/sci/ - Science & Math

a lot

maths msc here. well the shortest path is 7 the longest is 14, so there are 14 - 7 = 7 different ways.

>>5195612
Not OP, but there's at least 12 ways to do it.

1 right, 7 down, 6 right
2 over, 7 down, 5 right
3 over, 7 down, 4 right
...

And
1 down, 7 right, 6 down
2 down, 7 right, 5 down
3 down, 7 right, 4 down
...

>>5195594
Ignoring the diagonal move for now.
All paths are a permutation of n Rights and n Downs.
Now, with diagonals,
Given a permutation of the above, if you find RD (not DR, only need to consider one of them)in it you can replace with a diagonal to create another path.

go play with factorials. I hope my reasoning is right

The following argument gives a lower bound to the amount of ways.
For any mxm box incident to the lower right corner the king will have 4*m-1 ways to get in it.

==*==

Requests:
[1] Condense the paragraph of the thread that begins "Ignoring the diagonal move for now." into a short list, keeping its main facts.
[2] In the thread, the poster who begins with "Not OP" says there are at least how many ways to do it?
[3] Retype the part of the thread from "maths msc here." to "ways to do it.".
Work only from the thread above.

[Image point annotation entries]
==*==

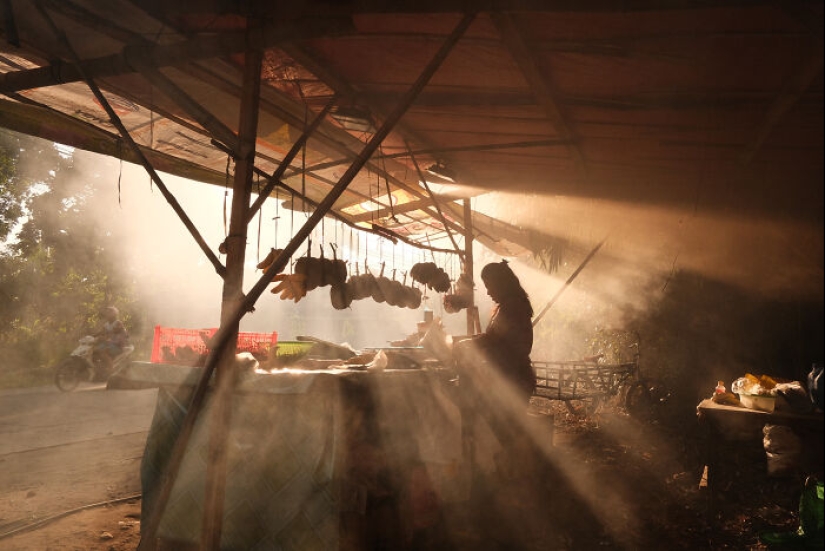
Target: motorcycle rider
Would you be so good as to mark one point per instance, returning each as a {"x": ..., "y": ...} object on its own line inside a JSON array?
[{"x": 112, "y": 337}]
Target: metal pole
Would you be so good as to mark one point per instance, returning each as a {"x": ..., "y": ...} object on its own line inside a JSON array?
[
  {"x": 568, "y": 282},
  {"x": 211, "y": 528},
  {"x": 472, "y": 313}
]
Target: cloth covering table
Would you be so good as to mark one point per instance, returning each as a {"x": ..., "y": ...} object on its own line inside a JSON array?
[
  {"x": 311, "y": 455},
  {"x": 730, "y": 429}
]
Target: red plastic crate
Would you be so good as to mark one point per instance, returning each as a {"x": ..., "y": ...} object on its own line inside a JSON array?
[{"x": 168, "y": 340}]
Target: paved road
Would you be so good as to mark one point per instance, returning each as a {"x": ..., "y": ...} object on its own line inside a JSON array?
[{"x": 59, "y": 451}]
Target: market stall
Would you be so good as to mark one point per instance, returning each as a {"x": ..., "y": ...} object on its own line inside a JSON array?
[{"x": 330, "y": 458}]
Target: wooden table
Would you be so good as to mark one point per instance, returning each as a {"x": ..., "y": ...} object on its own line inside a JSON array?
[{"x": 742, "y": 426}]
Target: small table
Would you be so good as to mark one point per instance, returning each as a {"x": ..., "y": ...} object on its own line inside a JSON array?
[{"x": 735, "y": 423}]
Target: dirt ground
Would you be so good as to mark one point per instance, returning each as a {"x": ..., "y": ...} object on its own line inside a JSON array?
[{"x": 642, "y": 492}]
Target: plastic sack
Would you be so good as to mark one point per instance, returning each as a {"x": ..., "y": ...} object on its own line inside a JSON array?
[{"x": 379, "y": 362}]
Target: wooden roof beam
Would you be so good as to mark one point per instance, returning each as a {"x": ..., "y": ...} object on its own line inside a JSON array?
[
  {"x": 795, "y": 86},
  {"x": 201, "y": 47},
  {"x": 542, "y": 88}
]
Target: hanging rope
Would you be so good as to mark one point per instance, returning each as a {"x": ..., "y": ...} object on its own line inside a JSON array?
[
  {"x": 260, "y": 218},
  {"x": 119, "y": 176}
]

==*==

Answers for the tasks:
[1]
- Without diagonal moves, every path is a permutation of n Rights and n Downs.
- With diagonals, any "RD" found in such a permutation can be replaced by a diagonal to create another path.
- Only "RD" needs to be considered, not "DR".

[2] At least 12 ways.

[3]
maths msc here. well the shortest path is 7 the longest is 14, so there are 14 - 7 = 7 different ways.

>>5195612
Not OP, but there's at least 12 ways to do it.